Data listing
+++

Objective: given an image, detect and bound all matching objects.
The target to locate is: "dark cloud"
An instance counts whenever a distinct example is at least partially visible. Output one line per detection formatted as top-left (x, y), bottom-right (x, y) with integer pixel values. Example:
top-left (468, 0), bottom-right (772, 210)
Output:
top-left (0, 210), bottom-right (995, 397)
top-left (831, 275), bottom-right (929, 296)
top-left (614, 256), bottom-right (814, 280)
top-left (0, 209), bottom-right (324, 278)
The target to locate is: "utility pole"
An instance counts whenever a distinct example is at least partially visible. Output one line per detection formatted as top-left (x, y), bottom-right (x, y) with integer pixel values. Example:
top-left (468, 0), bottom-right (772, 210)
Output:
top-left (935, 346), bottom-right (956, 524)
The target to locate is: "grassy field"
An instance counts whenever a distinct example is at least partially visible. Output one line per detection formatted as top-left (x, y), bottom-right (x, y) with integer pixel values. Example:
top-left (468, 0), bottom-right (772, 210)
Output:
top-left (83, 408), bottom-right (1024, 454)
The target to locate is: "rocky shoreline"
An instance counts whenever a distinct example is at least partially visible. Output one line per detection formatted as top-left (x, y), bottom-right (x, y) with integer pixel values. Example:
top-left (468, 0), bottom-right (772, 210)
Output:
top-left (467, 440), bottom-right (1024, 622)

+++

The records above should be returned exactly.

__Written answer__.
Objective: given an image, detect and bound all matching objects.
The target to locate is: "dark cloud"
An instance counts whenever a distinct example is at least partially visible. Output one line per detection formatted as top-left (x, y), bottom-right (x, y) with integer pixel values. Example:
top-left (468, 0), bottom-right (772, 210)
Output:
top-left (0, 210), bottom-right (995, 397)
top-left (831, 275), bottom-right (929, 296)
top-left (614, 256), bottom-right (814, 280)
top-left (0, 209), bottom-right (324, 278)
The target to locate is: "utility pole"
An instance counts whenever a distinct example is at least partially visible. Output one line per detection formatted as top-left (x, y), bottom-right (x, y) with integer pixel values. Example:
top-left (468, 0), bottom-right (772, 210)
Output:
top-left (935, 346), bottom-right (956, 524)
The target to locate is: "grassy field"
An instance counts whenever a distinct example is at least partially visible. Output one line per detection formatted as top-left (x, y), bottom-right (x, y) with integer pixel values. Example:
top-left (468, 0), bottom-right (772, 210)
Output:
top-left (83, 408), bottom-right (1024, 454)
The target to locate is: "rocky shoreline"
An instance counts whenever a distinct example is at least partially visible. Output one line per detection formatted as top-left (x, y), bottom-right (x, y) with integer pixel values. Example:
top-left (468, 0), bottom-right (772, 210)
Output:
top-left (467, 440), bottom-right (1024, 622)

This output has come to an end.